Requirement A: According to the excerpted passage, why are certain mutations called "effectively neutral"?
Requirement B: Please copy everything in the excerpted passage from "If he chooses" down to "functional fitness impact.", changing "conversation" to "discussion".
Excerpted passage section start
Correction: very slightly deleterious.
Let me answer you first as a modern evolutionist like Dr. Schaffner:
Yes, there are many beneficial differences, but they were built up very gradually from tiny changes that accumulated over time primarily via genetic drift.
Now as myself:
The differences between humans and chimps are not meaningful, because there is no genetic relationship between humans and chimps.
If he chooses to return, I would like him to pick up where our conversation left off. But if I’ve inadvertently misrepresented him, I welcome that correction so we can get it right.
They are called “effectively neutral” because NS is not effective on them. Not because there is no functional fitness impact.
“… it seems unlikely that any mutation is truly neutral in the sense that it has no effect on fitness. All mutations must have some effect, even if that effect is vanishingly small. However,there is a class of mutations that we can term effectively neutral. These are mutations for which Nes is much less than 1, the fate of which is largely determined by random genetic drift. As such, the definition of neutrality is operational rather than functional; it depends on whether natural selection is effective on the mutation in the population or the genomic context in which it segregates, not solely on the effect of the mutation on fitness.”
Excerpted passage section end
Source information section start
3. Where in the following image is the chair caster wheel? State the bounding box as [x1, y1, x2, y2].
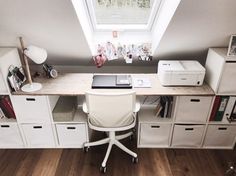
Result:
[132, 157, 138, 164]
[83, 147, 89, 153]
[129, 134, 134, 141]
[100, 166, 107, 173]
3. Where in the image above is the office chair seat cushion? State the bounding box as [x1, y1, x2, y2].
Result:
[88, 112, 135, 128]
[52, 96, 76, 121]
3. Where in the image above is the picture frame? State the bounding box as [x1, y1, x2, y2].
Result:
[227, 34, 236, 56]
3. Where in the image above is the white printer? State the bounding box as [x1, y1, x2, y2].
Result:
[158, 60, 205, 86]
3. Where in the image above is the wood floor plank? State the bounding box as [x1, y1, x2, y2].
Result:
[0, 149, 26, 176]
[0, 147, 236, 176]
[32, 149, 63, 176]
[16, 149, 43, 176]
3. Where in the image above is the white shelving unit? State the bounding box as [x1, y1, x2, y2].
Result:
[137, 96, 213, 148]
[203, 48, 236, 149]
[0, 48, 236, 149]
[53, 97, 89, 148]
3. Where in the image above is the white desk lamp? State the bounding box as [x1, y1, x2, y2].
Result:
[20, 37, 47, 92]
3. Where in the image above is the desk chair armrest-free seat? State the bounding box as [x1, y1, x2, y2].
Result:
[83, 91, 140, 172]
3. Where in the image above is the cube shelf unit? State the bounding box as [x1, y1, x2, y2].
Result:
[137, 96, 213, 148]
[203, 48, 236, 149]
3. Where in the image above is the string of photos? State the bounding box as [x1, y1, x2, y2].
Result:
[93, 42, 152, 68]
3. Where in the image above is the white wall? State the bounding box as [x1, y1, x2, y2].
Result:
[155, 0, 236, 62]
[0, 0, 92, 65]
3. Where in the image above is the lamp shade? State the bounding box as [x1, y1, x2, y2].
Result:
[24, 45, 47, 64]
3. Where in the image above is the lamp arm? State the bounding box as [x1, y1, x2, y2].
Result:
[19, 37, 32, 84]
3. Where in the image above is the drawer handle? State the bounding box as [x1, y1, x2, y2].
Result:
[190, 99, 200, 102]
[33, 126, 43, 129]
[218, 127, 227, 130]
[185, 128, 194, 131]
[67, 127, 75, 130]
[26, 98, 35, 101]
[151, 125, 160, 128]
[1, 125, 10, 128]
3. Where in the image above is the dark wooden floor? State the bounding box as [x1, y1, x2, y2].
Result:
[0, 137, 236, 176]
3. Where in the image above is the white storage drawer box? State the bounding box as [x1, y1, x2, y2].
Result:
[171, 125, 205, 147]
[0, 123, 24, 148]
[12, 95, 51, 123]
[203, 125, 236, 148]
[139, 123, 171, 147]
[56, 123, 87, 148]
[175, 96, 212, 123]
[22, 124, 55, 148]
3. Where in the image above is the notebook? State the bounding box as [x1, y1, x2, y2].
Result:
[92, 75, 132, 89]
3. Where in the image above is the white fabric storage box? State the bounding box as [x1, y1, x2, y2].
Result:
[12, 95, 51, 123]
[22, 124, 55, 148]
[203, 125, 236, 148]
[139, 123, 171, 147]
[175, 96, 212, 123]
[56, 123, 87, 148]
[171, 125, 205, 147]
[0, 123, 24, 148]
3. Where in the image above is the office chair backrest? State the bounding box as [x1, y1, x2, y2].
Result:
[85, 91, 136, 127]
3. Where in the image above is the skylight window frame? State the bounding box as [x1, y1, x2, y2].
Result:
[84, 0, 163, 32]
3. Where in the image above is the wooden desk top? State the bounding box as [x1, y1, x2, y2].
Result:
[13, 73, 214, 96]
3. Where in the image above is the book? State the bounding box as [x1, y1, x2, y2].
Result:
[209, 96, 221, 121]
[214, 96, 229, 121]
[0, 96, 16, 119]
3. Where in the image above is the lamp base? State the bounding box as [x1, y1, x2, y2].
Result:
[21, 83, 42, 92]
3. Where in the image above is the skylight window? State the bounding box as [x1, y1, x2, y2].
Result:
[86, 0, 161, 30]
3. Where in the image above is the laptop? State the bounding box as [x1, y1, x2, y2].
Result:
[92, 75, 132, 89]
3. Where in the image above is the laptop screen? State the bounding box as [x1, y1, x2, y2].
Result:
[92, 75, 132, 89]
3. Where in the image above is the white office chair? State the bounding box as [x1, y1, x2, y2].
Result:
[83, 91, 140, 173]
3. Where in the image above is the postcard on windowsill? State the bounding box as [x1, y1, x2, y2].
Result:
[133, 78, 151, 87]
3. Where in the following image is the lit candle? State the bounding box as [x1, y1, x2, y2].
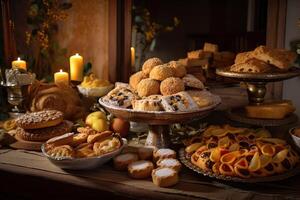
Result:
[11, 57, 27, 70]
[70, 53, 83, 81]
[54, 70, 69, 85]
[130, 47, 135, 67]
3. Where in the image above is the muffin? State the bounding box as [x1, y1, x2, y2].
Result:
[149, 65, 175, 81]
[160, 77, 185, 96]
[137, 78, 160, 97]
[142, 57, 163, 75]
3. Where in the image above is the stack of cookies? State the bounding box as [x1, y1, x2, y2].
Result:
[16, 110, 72, 142]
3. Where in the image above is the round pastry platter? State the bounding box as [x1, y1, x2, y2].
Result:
[216, 67, 300, 82]
[179, 148, 300, 183]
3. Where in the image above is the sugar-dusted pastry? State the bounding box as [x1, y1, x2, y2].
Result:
[234, 51, 253, 64]
[131, 98, 162, 111]
[182, 74, 204, 89]
[103, 86, 137, 108]
[230, 58, 272, 73]
[253, 46, 297, 69]
[168, 61, 186, 78]
[16, 110, 63, 129]
[156, 158, 181, 172]
[160, 77, 185, 96]
[153, 149, 176, 162]
[187, 90, 213, 108]
[129, 71, 148, 90]
[16, 121, 72, 141]
[152, 167, 178, 187]
[136, 78, 160, 97]
[47, 145, 74, 158]
[161, 91, 198, 112]
[114, 153, 139, 170]
[142, 57, 163, 75]
[128, 160, 153, 179]
[149, 64, 175, 81]
[138, 146, 155, 160]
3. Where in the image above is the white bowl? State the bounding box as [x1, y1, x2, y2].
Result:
[289, 127, 300, 149]
[41, 138, 127, 170]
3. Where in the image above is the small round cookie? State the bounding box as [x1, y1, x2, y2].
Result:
[129, 71, 148, 90]
[114, 153, 139, 171]
[168, 61, 186, 78]
[156, 158, 181, 172]
[142, 57, 163, 75]
[16, 121, 72, 141]
[152, 167, 178, 187]
[16, 110, 64, 129]
[128, 160, 153, 179]
[153, 149, 176, 163]
[138, 146, 155, 160]
[137, 78, 159, 97]
[149, 64, 175, 81]
[160, 77, 185, 96]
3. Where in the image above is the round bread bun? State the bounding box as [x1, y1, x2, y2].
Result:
[142, 57, 163, 75]
[129, 71, 148, 90]
[168, 61, 186, 78]
[149, 65, 175, 81]
[137, 78, 160, 97]
[160, 77, 185, 95]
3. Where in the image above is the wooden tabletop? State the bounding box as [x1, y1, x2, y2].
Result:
[0, 149, 300, 200]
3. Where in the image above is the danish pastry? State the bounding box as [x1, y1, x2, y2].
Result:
[142, 57, 163, 75]
[137, 78, 160, 97]
[114, 153, 139, 171]
[128, 160, 153, 179]
[152, 167, 178, 187]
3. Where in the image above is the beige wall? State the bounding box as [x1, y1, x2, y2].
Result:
[58, 0, 109, 78]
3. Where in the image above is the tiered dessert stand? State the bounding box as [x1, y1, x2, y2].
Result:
[99, 95, 221, 148]
[216, 67, 300, 126]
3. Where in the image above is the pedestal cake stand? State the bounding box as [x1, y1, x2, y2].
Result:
[99, 95, 221, 148]
[216, 67, 300, 126]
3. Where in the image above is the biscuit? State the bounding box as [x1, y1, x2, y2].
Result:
[156, 158, 181, 172]
[16, 110, 63, 129]
[153, 149, 176, 163]
[160, 77, 185, 95]
[234, 51, 253, 64]
[253, 46, 297, 69]
[128, 160, 153, 179]
[149, 65, 175, 81]
[129, 71, 148, 90]
[168, 61, 186, 78]
[182, 74, 204, 89]
[137, 78, 159, 97]
[131, 98, 162, 111]
[114, 153, 139, 171]
[151, 167, 179, 187]
[230, 58, 272, 73]
[16, 121, 72, 141]
[142, 57, 163, 75]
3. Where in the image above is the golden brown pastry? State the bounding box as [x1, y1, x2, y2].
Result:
[168, 61, 186, 78]
[129, 71, 148, 90]
[137, 78, 159, 97]
[128, 160, 153, 179]
[16, 110, 63, 129]
[160, 77, 185, 95]
[114, 153, 139, 171]
[142, 57, 163, 75]
[152, 167, 178, 187]
[253, 46, 297, 69]
[149, 65, 175, 81]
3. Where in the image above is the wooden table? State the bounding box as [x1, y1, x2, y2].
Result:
[0, 112, 300, 200]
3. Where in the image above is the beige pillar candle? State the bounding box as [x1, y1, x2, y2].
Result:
[54, 70, 69, 85]
[11, 57, 27, 70]
[70, 53, 83, 81]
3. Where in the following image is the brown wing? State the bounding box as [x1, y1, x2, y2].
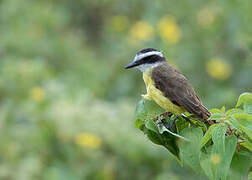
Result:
[152, 63, 211, 120]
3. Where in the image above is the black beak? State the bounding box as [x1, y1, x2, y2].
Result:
[125, 61, 139, 69]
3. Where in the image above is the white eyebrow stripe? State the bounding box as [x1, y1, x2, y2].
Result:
[134, 51, 164, 61]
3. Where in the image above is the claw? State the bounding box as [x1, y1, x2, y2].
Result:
[142, 94, 151, 100]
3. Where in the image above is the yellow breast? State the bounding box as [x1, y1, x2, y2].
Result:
[143, 71, 185, 115]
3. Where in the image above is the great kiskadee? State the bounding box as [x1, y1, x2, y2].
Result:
[125, 48, 211, 120]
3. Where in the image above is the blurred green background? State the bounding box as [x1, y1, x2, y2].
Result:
[0, 0, 252, 180]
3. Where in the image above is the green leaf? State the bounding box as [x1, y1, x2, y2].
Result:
[240, 140, 252, 152]
[234, 113, 252, 140]
[209, 113, 223, 121]
[210, 124, 227, 180]
[236, 92, 252, 107]
[200, 124, 218, 148]
[200, 146, 213, 180]
[226, 116, 242, 132]
[221, 106, 226, 113]
[243, 102, 252, 115]
[145, 128, 164, 145]
[158, 124, 189, 141]
[145, 119, 159, 134]
[136, 99, 165, 120]
[210, 108, 222, 114]
[236, 92, 252, 115]
[228, 151, 252, 180]
[210, 124, 237, 180]
[178, 127, 203, 172]
[226, 108, 243, 116]
[135, 119, 144, 131]
[212, 124, 227, 154]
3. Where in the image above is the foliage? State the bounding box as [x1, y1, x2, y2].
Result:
[136, 93, 252, 180]
[0, 0, 252, 180]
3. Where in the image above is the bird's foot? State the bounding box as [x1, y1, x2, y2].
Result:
[159, 116, 178, 132]
[142, 94, 151, 100]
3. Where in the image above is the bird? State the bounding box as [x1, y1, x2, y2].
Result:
[125, 48, 211, 126]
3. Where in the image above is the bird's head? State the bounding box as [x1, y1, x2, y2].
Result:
[125, 48, 166, 72]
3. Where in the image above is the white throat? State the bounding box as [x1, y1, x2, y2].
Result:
[136, 62, 162, 72]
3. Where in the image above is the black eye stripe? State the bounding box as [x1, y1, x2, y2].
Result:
[138, 48, 157, 54]
[137, 55, 165, 64]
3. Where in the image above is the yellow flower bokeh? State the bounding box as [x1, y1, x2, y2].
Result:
[197, 8, 216, 27]
[111, 16, 129, 32]
[75, 133, 102, 149]
[30, 87, 45, 102]
[210, 154, 221, 165]
[158, 16, 181, 44]
[129, 21, 154, 44]
[206, 58, 232, 80]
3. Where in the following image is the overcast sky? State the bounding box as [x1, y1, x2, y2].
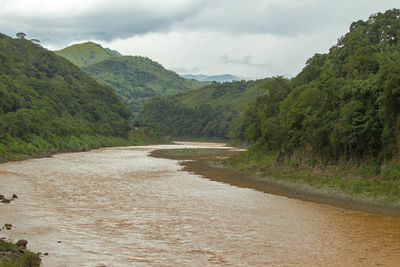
Source information section end
Exercise output A: Because natural selection is not effective on them.

Exercise output B:
If he chooses to return, I would like him to pick up where our discussion left off. But if I’ve inadvertently misrepresented him, I welcome that correction so we can get it right.
They are called “effectively neutral” because NS is not effective on them. Not because there is no functional fitness impact.